##### SELECTED TEXT #####
Possible shortcut to integrate the double integral $\iint \frac{1}{x^2+y^2-2x+6y+20} dA$ over a region

Question

This problem was on math homework. Integrate the following double integral over the region D = {($x, y$) | $x^2+y^2 \le 2x-6y+15$} $$\iint \frac{1}{x^2+y^2-2x+6y+20}dA$$ This problem was supposed to be solved with a change of variables to polar coordinates, but I realized that the domain and the integral looked very similar. So, I used the substitution $u = x^2+y^2-2x+6y+20$, which has a minimum value of $10$. The domain becomes $u \le 35$. Thus, the bounds for $u$ are $10$ to $35$. My integral becomes $$\int_{10}^{35} \frac{1}{u} du.$$ Which evaluates to $ln(7/2)$. The actual answer is $\pi ln(7/2)$. The discrepancy comes from the fact that I did not convert $dA$ to $du$ properly. I tried using a Jacobian, but that only works if I used a two variable substitution. So, I'm not sure what I have to do to get my shortcut to work, assuming it's even possible to get it to.

Answer 1

Your $u=x^2+y^2-2x+6y+20$ can be completed for instance by $v=y,$ so $$I:=\iint_{x^2+y^2 \le 2x-6y+15}\frac1{x^2+y^2-2x+6y+20}dxdy$$$$=2\iint_{(v+3)^2+10\le u\le35}\frac1u\frac{dudv}{2\sqrt{u-10-(v+3)^2}}$$ (the $2$ in front of the RHS stands for the fact that $x-1$ is determined only up to sign by $(u,v)$).
#####
[REQUIRED TASK 1]:
Please copy the rows word for word, from the first row through the line containing "pixel 9 217".
##### SUPPLIED MATERIAL #####
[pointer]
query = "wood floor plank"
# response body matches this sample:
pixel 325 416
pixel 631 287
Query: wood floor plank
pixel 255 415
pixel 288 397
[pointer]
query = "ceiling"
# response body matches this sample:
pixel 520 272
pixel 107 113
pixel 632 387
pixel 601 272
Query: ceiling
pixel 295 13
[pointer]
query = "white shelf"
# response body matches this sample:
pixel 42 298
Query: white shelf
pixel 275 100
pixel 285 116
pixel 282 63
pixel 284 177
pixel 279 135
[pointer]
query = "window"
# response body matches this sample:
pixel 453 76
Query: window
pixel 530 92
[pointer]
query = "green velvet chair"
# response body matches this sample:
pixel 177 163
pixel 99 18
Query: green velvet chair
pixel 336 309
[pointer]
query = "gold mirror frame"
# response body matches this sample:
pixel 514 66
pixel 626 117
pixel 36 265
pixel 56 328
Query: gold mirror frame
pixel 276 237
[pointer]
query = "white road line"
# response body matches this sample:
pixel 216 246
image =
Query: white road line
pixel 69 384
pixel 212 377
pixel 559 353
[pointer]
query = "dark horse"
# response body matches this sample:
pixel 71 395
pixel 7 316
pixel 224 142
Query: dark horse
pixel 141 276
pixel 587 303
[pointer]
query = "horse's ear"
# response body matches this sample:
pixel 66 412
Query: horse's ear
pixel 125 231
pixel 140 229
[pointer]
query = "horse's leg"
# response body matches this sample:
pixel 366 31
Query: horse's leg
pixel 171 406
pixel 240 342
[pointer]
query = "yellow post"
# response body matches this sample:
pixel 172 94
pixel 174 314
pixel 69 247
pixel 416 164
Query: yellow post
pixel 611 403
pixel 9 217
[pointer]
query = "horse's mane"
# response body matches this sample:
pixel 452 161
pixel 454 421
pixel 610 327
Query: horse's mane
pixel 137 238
#####
[REQUIRED TASK 2]:
Rewrite the thread from "This problem was on" to "to get it to.", putting "region of integration" wherever "domain" appears.

[RESPONSE 1]:
[pointer]
query = "wood floor plank"
# response body matches this sample:
pixel 325 416
pixel 631 287
Query: wood floor plank
pixel 255 415
pixel 288 397
[pointer]
query = "ceiling"
# response body matches this sample:
pixel 520 272
pixel 107 113
pixel 632 387
pixel 601 272
Query: ceiling
pixel 295 13
[pointer]
query = "white shelf"
# response body matches this sample:
pixel 42 298
Query: white shelf
pixel 275 100
pixel 285 116
pixel 282 63
pixel 284 177
pixel 279 135
[pointer]
query = "window"
# response body matches this sample:
pixel 453 76
Query: window
pixel 530 92
[pointer]
query = "green velvet chair"
# response body matches this sample:
pixel 177 163
pixel 99 18
Query: green velvet chair
pixel 336 309
[pointer]
query = "gold mirror frame"
# response body matches this sample:
pixel 514 66
pixel 626 117
pixel 36 265
pixel 56 328
Query: gold mirror frame
pixel 276 237
[pointer]
query = "white road line"
# response body matches this sample:
pixel 216 246
image =
Query: white road line
pixel 69 384
pixel 212 377
pixel 559 353
[pointer]
query = "dark horse"
# response body matches this sample:
pixel 71 395
pixel 7 316
pixel 224 142
Query: dark horse
pixel 141 276
pixel 587 303
[pointer]
query = "horse's ear"
# response body matches this sample:
pixel 66 412
Query: horse's ear
pixel 125 231
pixel 140 229
[pointer]
query = "horse's leg"
# response body matches this sample:
pixel 366 31
Query: horse's leg
pixel 171 406
pixel 240 342
[pointer]
query = "yellow post"
# response body matches this sample:
pixel 172 94
pixel 174 314
pixel 69 247
pixel 416 164
Query: yellow post
pixel 611 403
pixel 9 217

[RESPONSE 2]:
This problem was on math homework. Integrate the following double integral over the region D = {($x, y$) | $x^2+y^2 \le 2x-6y+15$} $$\iint \frac{1}{x^2+y^2-2x+6y+20}dA$$ This problem was supposed to be solved with a change of variables to polar coordinates, but I realized that the region of integration and the integral looked very similar. So, I used the substitution $u = x^2+y^2-2x+6y+20$, which has a minimum value of $10$. The region of integration becomes $u \le 35$. Thus, the bounds for $u$ are $10$ to $35$. My integral becomes $$\int_{10}^{35} \frac{1}{u} du.$$ Which evaluates to $ln(7/2)$. The actual answer is $\pi ln(7/2)$. The discrepancy comes from the fact that I did not convert $dA$ to $du$ properly. I tried using a Jacobian, but that only works if I used a two variable substitution. So, I'm not sure what I have to do to get my shortcut to work, assuming it's even possible to get it to.